**Extrait du texte:**
──────

Le livre se déchaîne

par Frédérique Roussel
publié le 28 avril 2007 à 10h46
(mis à jour le 3 mars 2010 à 10h55)

Ce samedi, c'est Saint-Jordi, la Fête de la librairie, une tradition importée de Catalogne, à laquelle plusieurs centaines de librairies indépendantes françaises sacrifient depuis huit ans. Objectif de ce rendez-vous organisé par l' association Verbes : « Refaire du lien, du mouvement, du jeu entre trois acteurs qui se sont un peu tourné le dos au sein d'une chaîne du livre somme toute grippée» , à savoir les libraires, les éditeurs et les lecteurs. Il faut, souligne l'association, réaffirmer l'importance des travailleurs du papier «à l'heure où de nouveaux espaces de vente surgissent sur Internet» . La manifestation est festive, mais l'inquiétude est là. La révolution numérique secoue de plus en plus la chaîne du livre.

Au tournant du XXe siècle, l'arrivée des librairies en ligne et des premiers livres électroniques, ces tablettes sur lesquelles on peut télécharger et lire des textes, avait ébranlé l'édifice. Sans plus. Les webrairies démarraient gentiment et l'e-book célébré au Salon du livre 2000 plongeait deux ans plus tard, corps et biens. Le monde du livre avait alors pu pousser un soupir de soulagement. Cinq ans après, le spectre revient. La librairie en ligne consolide ses positions (alors que depuis deux ans le marché du livre stagne), les bibliothèques en ligne bâties par des Google ou autre Microsoft engloutissent des dizaines de milliers de titres numériques, et le livre électronique renaît en France. Pas encore à destination de la littérature mais de la presse (lire Ecrans 29/04/2007) .

──────

**Extrait des données:**
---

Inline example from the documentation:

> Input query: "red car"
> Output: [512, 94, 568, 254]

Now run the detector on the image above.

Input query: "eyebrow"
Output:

──────

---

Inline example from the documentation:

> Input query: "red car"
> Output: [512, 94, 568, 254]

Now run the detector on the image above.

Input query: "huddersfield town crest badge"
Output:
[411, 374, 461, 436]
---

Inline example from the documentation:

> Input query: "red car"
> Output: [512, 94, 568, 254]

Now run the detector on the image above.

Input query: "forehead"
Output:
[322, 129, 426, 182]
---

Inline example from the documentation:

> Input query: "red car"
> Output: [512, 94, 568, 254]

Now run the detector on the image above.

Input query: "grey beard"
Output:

──────

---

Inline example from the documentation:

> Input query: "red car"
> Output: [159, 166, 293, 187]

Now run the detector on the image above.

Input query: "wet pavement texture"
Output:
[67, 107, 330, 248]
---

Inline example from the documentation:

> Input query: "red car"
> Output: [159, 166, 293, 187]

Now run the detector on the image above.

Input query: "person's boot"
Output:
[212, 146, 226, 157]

──────

**Consigne:** Les affirmations suivantes concordent-elles avec l'article sur la Fête de la librairie ? Répondez par oui ou par non à chacune, en citant les mots décisifs de l'article. 1. La Fête de la librairie est une tradition venue de Catalogne. 2. Le marché du livre progresse depuis deux ans. 3. En France, le livre électronique renaît d'abord pour la littérature.

**Réponse:**
1. Oui : « une tradition importée de Catalogne ».
2. Non : « depuis deux ans le marché du livre stagne ».
3. Non : « Pas encore à destination de la littérature mais de la presse ».